Rows from a dataset:

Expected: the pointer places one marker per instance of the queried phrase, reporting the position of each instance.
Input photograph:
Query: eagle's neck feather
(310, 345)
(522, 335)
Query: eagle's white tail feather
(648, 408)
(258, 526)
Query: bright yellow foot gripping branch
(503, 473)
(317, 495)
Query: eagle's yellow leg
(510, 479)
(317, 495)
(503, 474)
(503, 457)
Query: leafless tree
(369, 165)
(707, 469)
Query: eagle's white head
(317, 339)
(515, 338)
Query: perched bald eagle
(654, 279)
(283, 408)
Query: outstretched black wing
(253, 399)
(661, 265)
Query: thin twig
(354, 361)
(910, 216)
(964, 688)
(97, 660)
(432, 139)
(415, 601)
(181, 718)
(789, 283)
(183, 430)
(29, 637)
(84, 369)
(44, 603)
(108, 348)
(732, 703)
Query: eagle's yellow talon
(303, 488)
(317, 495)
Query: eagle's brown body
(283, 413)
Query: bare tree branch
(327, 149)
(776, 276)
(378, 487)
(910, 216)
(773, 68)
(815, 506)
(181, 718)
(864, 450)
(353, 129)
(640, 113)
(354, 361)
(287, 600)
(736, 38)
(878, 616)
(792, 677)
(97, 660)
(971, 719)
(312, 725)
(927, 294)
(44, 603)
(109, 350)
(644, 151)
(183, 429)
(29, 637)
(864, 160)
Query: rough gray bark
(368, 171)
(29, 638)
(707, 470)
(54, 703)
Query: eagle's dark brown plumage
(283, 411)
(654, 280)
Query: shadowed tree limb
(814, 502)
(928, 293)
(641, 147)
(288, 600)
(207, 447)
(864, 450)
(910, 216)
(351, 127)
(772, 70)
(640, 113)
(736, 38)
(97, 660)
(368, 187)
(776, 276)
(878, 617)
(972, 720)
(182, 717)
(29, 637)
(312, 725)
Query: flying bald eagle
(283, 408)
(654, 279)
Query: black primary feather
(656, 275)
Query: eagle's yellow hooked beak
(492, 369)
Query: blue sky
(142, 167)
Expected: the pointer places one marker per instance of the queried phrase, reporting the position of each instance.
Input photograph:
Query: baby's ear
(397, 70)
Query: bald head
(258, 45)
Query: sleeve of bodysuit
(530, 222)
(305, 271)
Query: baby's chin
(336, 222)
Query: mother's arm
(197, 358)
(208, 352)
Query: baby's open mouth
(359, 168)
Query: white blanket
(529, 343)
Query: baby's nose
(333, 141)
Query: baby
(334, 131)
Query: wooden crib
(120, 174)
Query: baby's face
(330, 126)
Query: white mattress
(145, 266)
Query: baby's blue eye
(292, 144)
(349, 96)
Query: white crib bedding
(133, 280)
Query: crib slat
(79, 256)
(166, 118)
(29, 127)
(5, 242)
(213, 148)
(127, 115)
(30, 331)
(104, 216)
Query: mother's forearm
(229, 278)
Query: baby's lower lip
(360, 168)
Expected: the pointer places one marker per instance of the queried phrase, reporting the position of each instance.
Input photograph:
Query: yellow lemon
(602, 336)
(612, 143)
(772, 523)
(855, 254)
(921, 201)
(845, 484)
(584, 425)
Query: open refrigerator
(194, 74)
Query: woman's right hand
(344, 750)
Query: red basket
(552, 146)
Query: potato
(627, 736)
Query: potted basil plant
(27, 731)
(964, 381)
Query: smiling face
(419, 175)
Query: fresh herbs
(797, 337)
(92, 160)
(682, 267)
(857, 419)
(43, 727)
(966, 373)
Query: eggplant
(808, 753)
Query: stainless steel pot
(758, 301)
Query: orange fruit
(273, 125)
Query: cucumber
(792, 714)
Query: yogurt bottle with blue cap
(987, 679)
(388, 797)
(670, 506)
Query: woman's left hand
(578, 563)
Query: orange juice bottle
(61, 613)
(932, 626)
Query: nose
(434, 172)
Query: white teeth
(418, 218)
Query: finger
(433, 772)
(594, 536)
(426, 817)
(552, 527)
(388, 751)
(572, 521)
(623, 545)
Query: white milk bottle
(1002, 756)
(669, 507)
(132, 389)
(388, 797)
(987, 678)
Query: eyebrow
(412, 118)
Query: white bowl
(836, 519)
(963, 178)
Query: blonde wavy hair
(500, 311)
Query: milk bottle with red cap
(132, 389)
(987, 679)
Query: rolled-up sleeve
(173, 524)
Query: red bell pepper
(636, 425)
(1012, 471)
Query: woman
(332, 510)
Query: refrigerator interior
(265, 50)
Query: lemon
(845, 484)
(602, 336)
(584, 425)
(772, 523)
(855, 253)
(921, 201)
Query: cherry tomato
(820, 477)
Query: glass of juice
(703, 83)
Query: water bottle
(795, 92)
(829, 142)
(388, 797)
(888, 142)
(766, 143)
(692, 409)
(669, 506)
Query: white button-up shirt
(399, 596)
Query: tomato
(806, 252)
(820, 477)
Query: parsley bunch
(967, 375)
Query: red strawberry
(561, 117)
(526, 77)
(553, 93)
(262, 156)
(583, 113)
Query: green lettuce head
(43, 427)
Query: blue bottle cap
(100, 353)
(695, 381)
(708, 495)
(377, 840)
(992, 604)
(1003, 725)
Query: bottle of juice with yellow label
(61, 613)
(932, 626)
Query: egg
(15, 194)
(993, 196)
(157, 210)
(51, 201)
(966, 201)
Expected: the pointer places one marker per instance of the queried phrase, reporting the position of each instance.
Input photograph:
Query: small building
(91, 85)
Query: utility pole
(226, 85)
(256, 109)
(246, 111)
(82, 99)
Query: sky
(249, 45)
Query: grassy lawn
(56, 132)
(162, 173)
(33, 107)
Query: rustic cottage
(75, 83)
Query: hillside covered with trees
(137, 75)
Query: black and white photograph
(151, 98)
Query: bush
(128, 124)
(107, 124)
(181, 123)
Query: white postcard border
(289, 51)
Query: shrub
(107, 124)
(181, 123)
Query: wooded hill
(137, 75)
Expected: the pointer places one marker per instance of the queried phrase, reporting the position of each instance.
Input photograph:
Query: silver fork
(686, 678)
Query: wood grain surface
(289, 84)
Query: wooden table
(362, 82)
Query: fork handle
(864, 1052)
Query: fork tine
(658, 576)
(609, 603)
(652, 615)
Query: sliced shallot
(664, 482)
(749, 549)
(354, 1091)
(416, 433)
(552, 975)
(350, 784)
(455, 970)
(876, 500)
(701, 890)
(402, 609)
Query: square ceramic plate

◆ **What to do**
Give the records above again, word for word.

◆ **Correct output**
Expected: the pointer places one marker per instance of the queried phrase, reporting the position of each instance.
Input photograph:
Query: eagle's neck feather
(310, 345)
(522, 335)
Query: eagle's white tail feather
(648, 408)
(258, 526)
Query: bright yellow foot gripping branch
(503, 473)
(317, 495)
Query: eagle's yellow leg
(510, 479)
(317, 495)
(503, 474)
(503, 457)
Query: leafless tree
(369, 165)
(707, 469)
Query: eagle's white head
(317, 339)
(515, 338)
Query: perched bald eagle
(654, 279)
(283, 408)
Query: outstretched black wing
(253, 399)
(661, 265)
Query: thin twig
(354, 361)
(910, 216)
(964, 688)
(97, 660)
(432, 139)
(415, 601)
(181, 718)
(789, 283)
(183, 430)
(29, 637)
(84, 369)
(44, 603)
(108, 348)
(732, 703)
Query: eagle's yellow talon
(303, 488)
(317, 495)
Query: eagle's brown body
(283, 413)
Query: bare tree branch
(327, 149)
(776, 276)
(378, 487)
(910, 216)
(773, 68)
(815, 506)
(181, 718)
(864, 450)
(353, 129)
(640, 113)
(354, 361)
(287, 600)
(736, 38)
(878, 616)
(792, 677)
(97, 660)
(971, 719)
(312, 725)
(927, 294)
(44, 603)
(109, 350)
(644, 151)
(183, 429)
(29, 637)
(864, 160)
Query: rough gray bark
(368, 171)
(29, 638)
(707, 470)
(54, 703)
Query: eagle's dark brown plumage
(283, 411)
(654, 280)
Query: shadowed tree limb
(814, 502)
(928, 293)
(641, 147)
(288, 600)
(207, 447)
(864, 450)
(910, 216)
(351, 127)
(772, 70)
(640, 113)
(736, 38)
(97, 660)
(368, 187)
(776, 276)
(878, 617)
(972, 720)
(182, 717)
(29, 637)
(312, 725)
Query: flying bald eagle
(283, 408)
(654, 279)
Query: black primary feather
(656, 275)
Query: eagle's yellow hooked beak
(492, 369)
Query: blue sky
(142, 167)
Expected: the pointer places one marker per instance of the queried phrase, reporting the position of each instance.
Input photograph:
Query: baby's ear
(397, 70)
Query: bald head
(258, 45)
Query: sleeve of bodysuit
(530, 222)
(305, 271)
Query: baby's chin
(336, 222)
Query: mother's arm
(197, 358)
(208, 352)
Query: baby's open mouth
(359, 168)
Query: white blanket
(529, 343)
Query: baby's nose
(333, 141)
Query: baby
(334, 131)
Query: wooden crib
(120, 174)
Query: baby's face
(330, 126)
Query: white mattress
(145, 266)
Query: baby's blue eye
(292, 144)
(349, 96)
Query: white crib bedding
(133, 280)
Query: crib slat
(79, 256)
(166, 118)
(29, 127)
(5, 242)
(213, 148)
(127, 115)
(30, 331)
(104, 216)
Query: mother's forearm
(229, 278)
Query: baby's lower lip
(360, 168)
Expected: the pointer places one marker per instance of the queried phrase, reporting the position of each instance.
Input photograph:
Query: yellow lemon
(602, 336)
(612, 143)
(772, 523)
(855, 254)
(921, 201)
(845, 484)
(584, 425)
Query: open refrigerator
(194, 74)
Query: woman's right hand
(344, 750)
Query: red basket
(552, 146)
Query: potato
(627, 736)
Query: potted basil plant
(27, 731)
(964, 381)
Query: smiling face
(419, 175)
Query: fresh herbs
(797, 337)
(92, 160)
(682, 267)
(857, 419)
(43, 727)
(966, 373)
Query: eggplant
(808, 753)
Query: stainless steel pot
(758, 301)
Query: orange fruit
(273, 125)
Query: cucumber
(792, 714)
Query: yogurt bottle with blue cap
(987, 679)
(388, 797)
(670, 506)
Query: woman's left hand
(578, 563)
Query: orange juice bottle
(61, 613)
(932, 626)
Query: nose
(434, 172)
Query: white teeth
(418, 218)
Query: finger
(433, 772)
(594, 536)
(426, 817)
(552, 527)
(388, 751)
(572, 521)
(623, 545)
Query: white milk bottle
(1002, 756)
(669, 507)
(132, 389)
(388, 797)
(987, 678)
Query: eyebrow
(412, 118)
Query: white bowl
(836, 519)
(963, 178)
Query: blonde wavy hair
(500, 311)
Query: milk bottle with red cap
(132, 389)
(987, 679)
Query: rolled-up sleeve
(173, 524)
Query: red bell pepper
(636, 425)
(1012, 471)
Query: woman
(332, 510)
Query: refrigerator interior
(265, 50)
Query: lemon
(845, 484)
(602, 336)
(584, 425)
(772, 523)
(855, 253)
(921, 201)
Query: cherry tomato
(820, 477)
Query: glass of juice
(703, 83)
Query: water bottle
(795, 92)
(829, 142)
(388, 797)
(888, 142)
(766, 143)
(692, 409)
(669, 506)
Query: white button-up shirt
(399, 596)
Query: tomato
(806, 252)
(820, 477)
Query: parsley bunch
(967, 375)
Query: red strawberry
(561, 117)
(526, 77)
(553, 93)
(262, 156)
(583, 113)
Query: green lettuce head
(43, 427)
Query: blue bottle cap
(100, 353)
(695, 381)
(708, 495)
(377, 840)
(992, 604)
(1003, 725)
Query: bottle of juice with yellow label
(61, 613)
(932, 626)
Query: egg
(15, 194)
(993, 196)
(157, 210)
(51, 201)
(966, 201)
Expected: the pointer places one marker per instance of the queried phrase, reporting the position of each instance.
Input photograph:
Query: small building
(91, 85)
Query: utility pole
(226, 85)
(256, 109)
(246, 111)
(82, 99)
Query: sky
(249, 45)
Query: grassy lawn
(56, 132)
(162, 173)
(33, 107)
Query: rustic cottage
(75, 83)
Query: hillside covered with trees
(137, 75)
Query: black and white photograph
(151, 98)
Query: bush
(128, 124)
(107, 124)
(181, 123)
Query: white postcard border
(289, 51)
Query: shrub
(107, 124)
(181, 123)
Query: wooded hill
(137, 75)
Expected: the pointer places one marker per instance of the queried phrase, reporting the position of each instance.
Input photograph:
Query: silver fork
(686, 678)
Query: wood grain surface
(289, 84)
Query: wooden table
(362, 82)
Query: fork handle
(864, 1052)
Query: fork tine
(658, 576)
(609, 603)
(652, 615)
Query: sliced shallot
(664, 482)
(749, 549)
(354, 1091)
(416, 433)
(552, 975)
(350, 784)
(455, 970)
(876, 500)
(701, 890)
(402, 609)
Query: square ceramic plate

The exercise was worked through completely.